== Exercise data
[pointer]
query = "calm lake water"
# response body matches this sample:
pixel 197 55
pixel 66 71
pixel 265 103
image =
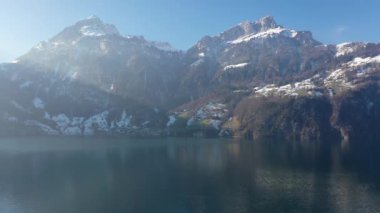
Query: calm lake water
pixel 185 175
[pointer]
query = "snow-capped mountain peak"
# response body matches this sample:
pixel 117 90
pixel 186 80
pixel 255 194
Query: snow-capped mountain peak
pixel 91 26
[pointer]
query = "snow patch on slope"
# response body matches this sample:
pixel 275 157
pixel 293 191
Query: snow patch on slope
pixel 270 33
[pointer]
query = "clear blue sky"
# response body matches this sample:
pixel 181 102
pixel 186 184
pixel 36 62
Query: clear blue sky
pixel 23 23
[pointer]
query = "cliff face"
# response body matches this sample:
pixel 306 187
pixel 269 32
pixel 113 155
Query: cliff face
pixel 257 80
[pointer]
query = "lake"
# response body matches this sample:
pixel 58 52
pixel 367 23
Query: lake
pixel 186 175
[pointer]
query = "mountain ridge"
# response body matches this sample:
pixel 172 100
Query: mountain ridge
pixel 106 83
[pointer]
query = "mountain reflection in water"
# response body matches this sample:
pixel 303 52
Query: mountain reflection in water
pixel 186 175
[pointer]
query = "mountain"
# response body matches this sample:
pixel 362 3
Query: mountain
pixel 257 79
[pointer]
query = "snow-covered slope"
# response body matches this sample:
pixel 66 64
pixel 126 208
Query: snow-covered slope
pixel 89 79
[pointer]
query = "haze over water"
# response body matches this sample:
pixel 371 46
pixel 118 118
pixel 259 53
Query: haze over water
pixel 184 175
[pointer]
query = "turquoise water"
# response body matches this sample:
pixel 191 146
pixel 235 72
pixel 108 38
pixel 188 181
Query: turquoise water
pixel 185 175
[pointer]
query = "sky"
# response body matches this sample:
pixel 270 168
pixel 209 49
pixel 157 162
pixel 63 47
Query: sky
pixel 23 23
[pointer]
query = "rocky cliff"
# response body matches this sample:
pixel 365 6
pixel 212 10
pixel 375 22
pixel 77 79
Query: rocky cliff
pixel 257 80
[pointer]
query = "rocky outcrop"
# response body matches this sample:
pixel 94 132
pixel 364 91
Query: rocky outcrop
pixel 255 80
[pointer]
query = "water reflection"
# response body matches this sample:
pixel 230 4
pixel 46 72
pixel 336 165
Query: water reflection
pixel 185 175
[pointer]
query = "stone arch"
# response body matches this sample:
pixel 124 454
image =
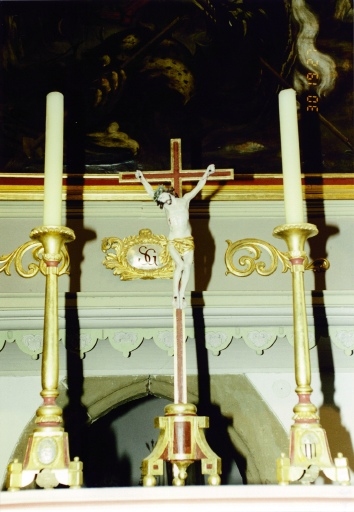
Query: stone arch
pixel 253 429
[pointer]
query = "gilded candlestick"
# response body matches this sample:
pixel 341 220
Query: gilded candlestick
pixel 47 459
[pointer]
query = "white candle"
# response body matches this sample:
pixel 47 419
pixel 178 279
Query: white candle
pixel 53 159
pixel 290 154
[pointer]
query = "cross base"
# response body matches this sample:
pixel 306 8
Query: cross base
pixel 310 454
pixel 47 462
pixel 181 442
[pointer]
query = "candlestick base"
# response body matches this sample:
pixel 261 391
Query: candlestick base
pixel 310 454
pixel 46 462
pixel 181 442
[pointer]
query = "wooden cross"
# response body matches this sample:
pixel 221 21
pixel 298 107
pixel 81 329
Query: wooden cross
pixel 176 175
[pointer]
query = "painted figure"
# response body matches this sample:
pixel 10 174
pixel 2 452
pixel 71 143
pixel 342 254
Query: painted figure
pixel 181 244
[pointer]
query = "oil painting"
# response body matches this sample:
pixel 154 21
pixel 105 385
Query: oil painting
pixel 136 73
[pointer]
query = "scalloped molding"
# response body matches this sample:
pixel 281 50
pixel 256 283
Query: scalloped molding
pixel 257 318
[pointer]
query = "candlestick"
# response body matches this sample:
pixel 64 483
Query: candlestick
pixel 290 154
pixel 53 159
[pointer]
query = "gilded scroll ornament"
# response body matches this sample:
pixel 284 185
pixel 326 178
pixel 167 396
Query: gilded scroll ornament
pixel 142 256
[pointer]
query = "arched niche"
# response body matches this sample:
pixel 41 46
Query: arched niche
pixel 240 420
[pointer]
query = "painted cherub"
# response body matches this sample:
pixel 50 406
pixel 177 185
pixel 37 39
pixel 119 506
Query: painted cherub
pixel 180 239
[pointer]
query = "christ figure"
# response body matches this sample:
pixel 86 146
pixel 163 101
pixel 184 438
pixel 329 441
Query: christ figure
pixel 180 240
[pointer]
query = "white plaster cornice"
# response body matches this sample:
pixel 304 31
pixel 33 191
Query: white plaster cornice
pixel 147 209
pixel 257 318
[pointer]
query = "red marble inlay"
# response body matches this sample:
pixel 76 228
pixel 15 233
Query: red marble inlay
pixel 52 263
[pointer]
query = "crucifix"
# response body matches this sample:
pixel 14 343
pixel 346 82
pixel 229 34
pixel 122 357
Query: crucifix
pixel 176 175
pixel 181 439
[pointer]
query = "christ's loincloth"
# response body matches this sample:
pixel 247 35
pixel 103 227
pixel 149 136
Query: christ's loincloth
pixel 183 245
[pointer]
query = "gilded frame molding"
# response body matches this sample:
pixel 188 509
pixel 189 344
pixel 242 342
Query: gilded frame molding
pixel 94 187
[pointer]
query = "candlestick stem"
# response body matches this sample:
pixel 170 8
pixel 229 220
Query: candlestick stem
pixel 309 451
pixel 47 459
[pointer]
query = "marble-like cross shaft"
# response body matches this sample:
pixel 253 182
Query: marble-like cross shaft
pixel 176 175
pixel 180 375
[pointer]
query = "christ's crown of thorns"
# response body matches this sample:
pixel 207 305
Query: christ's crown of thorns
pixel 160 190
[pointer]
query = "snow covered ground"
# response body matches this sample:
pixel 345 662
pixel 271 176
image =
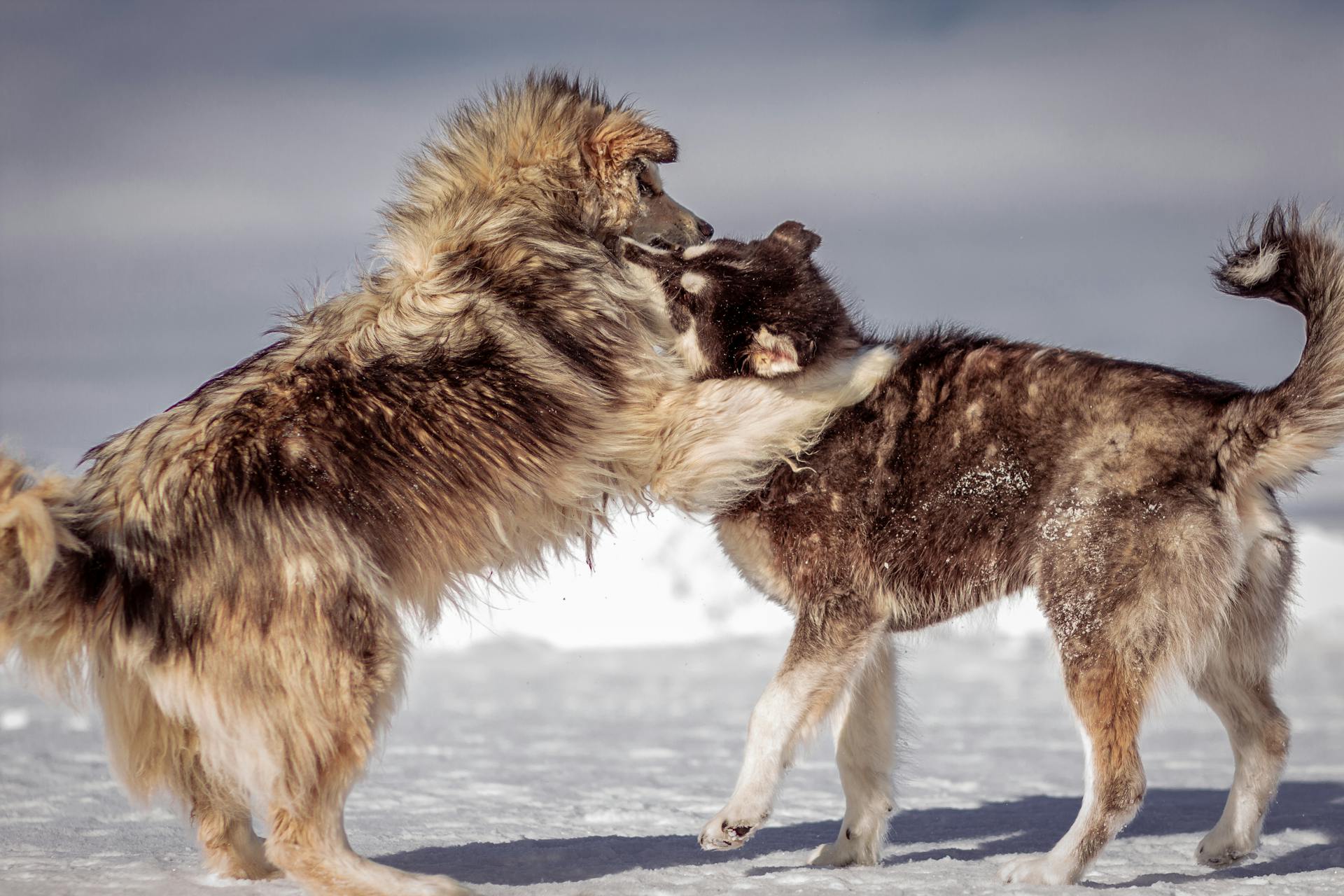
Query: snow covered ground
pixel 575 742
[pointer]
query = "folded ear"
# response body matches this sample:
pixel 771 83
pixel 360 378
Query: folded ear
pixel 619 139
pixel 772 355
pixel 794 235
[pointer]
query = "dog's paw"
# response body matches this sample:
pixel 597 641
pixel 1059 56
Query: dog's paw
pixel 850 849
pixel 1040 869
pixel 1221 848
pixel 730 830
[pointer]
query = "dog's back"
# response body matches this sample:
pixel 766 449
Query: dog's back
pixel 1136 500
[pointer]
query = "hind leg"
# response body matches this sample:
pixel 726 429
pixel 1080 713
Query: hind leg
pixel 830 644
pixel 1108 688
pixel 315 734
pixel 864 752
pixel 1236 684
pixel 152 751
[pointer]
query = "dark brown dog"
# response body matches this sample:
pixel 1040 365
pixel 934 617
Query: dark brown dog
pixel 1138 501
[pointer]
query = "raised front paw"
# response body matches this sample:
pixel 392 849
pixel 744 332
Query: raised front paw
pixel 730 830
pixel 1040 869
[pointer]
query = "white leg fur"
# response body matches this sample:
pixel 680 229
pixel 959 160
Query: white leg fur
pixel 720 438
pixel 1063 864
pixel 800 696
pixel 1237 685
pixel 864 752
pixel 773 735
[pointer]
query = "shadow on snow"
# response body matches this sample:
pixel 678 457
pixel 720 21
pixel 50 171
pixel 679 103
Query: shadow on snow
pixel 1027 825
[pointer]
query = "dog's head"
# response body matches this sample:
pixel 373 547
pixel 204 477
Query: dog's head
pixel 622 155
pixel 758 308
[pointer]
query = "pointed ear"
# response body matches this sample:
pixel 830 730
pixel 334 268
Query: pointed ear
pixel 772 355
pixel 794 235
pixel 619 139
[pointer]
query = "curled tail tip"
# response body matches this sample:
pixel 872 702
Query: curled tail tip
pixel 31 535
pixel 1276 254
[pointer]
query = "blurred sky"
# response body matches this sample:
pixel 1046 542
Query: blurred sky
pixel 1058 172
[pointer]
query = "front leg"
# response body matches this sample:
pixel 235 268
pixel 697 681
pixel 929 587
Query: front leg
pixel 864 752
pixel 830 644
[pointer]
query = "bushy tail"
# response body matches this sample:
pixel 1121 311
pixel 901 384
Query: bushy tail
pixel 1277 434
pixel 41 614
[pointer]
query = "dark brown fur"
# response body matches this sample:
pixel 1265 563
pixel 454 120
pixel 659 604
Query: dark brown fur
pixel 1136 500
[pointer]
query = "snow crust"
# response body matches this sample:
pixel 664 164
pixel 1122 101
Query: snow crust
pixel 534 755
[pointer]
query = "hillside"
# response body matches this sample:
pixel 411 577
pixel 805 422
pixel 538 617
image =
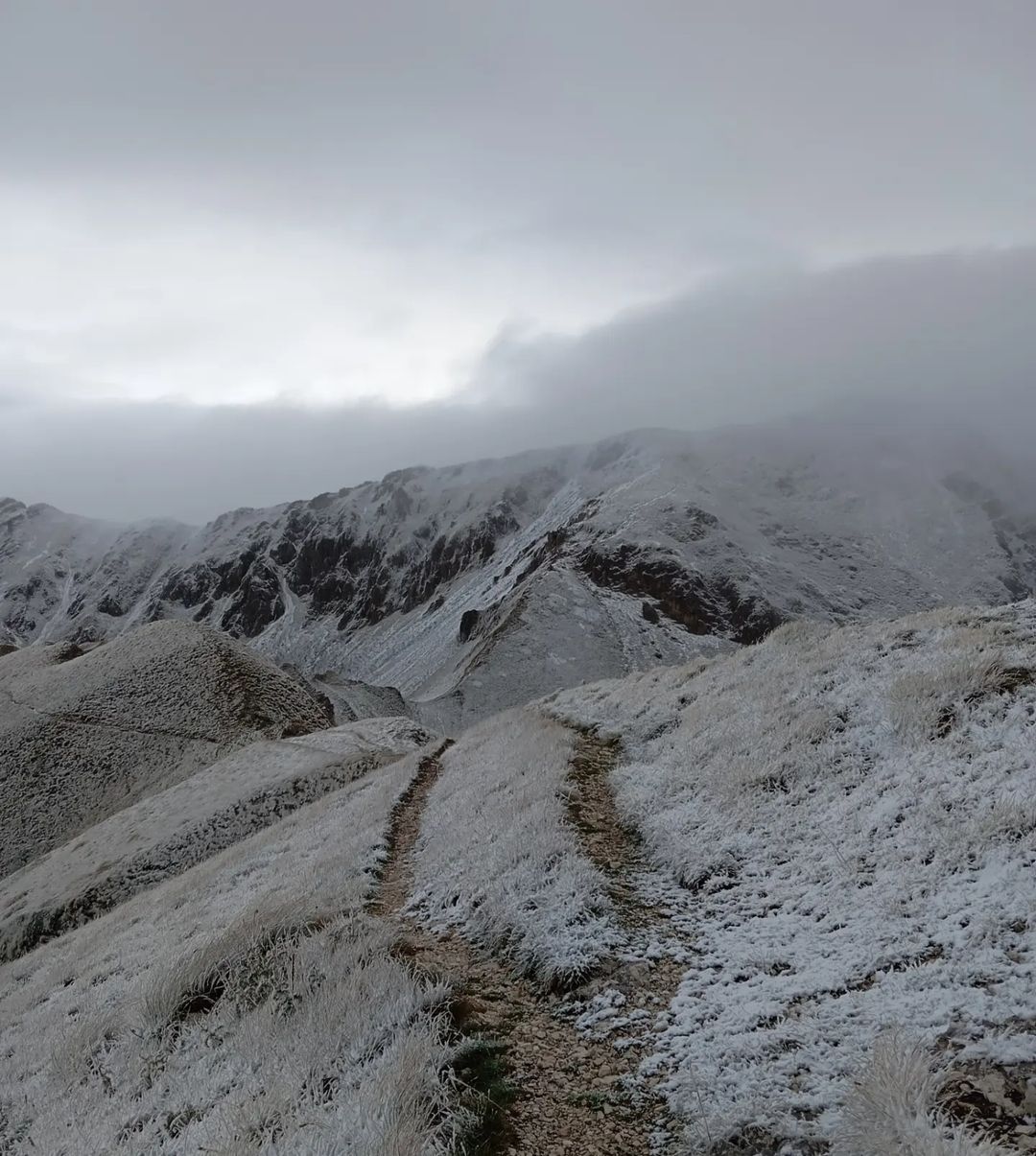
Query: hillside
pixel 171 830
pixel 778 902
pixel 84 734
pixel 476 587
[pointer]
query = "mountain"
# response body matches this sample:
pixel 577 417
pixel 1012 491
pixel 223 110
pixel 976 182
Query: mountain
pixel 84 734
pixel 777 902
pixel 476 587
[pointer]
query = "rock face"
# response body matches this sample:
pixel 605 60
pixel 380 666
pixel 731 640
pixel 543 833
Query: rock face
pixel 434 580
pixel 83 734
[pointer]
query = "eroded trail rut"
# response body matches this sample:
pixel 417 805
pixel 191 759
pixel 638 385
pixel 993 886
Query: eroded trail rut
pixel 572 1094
====
Description of the task: Pictures are to be left out; otherwise, retype exactly the lines from the first line of the data through the line containing "pixel 306 187".

Written solution:
[pointer]
query = "calm lake water"
# response body matches this sample:
pixel 197 55
pixel 66 71
pixel 265 103
image =
Query: calm lake water
pixel 185 175
[pointer]
query = "snow-capped mountain peak"
# response body matches this sample:
pixel 117 90
pixel 186 80
pixel 255 194
Query: snow-capped mountain peak
pixel 91 26
[pointer]
query = "snow patch on slope"
# response body matches this sample:
pixel 275 157
pixel 293 191
Query: snow patch on slope
pixel 270 33
[pointer]
query = "clear blue sky"
# response body matches this sample:
pixel 181 102
pixel 186 184
pixel 36 62
Query: clear blue sky
pixel 23 23
[pointer]
query = "cliff face"
# response body matches this sample:
pixel 306 187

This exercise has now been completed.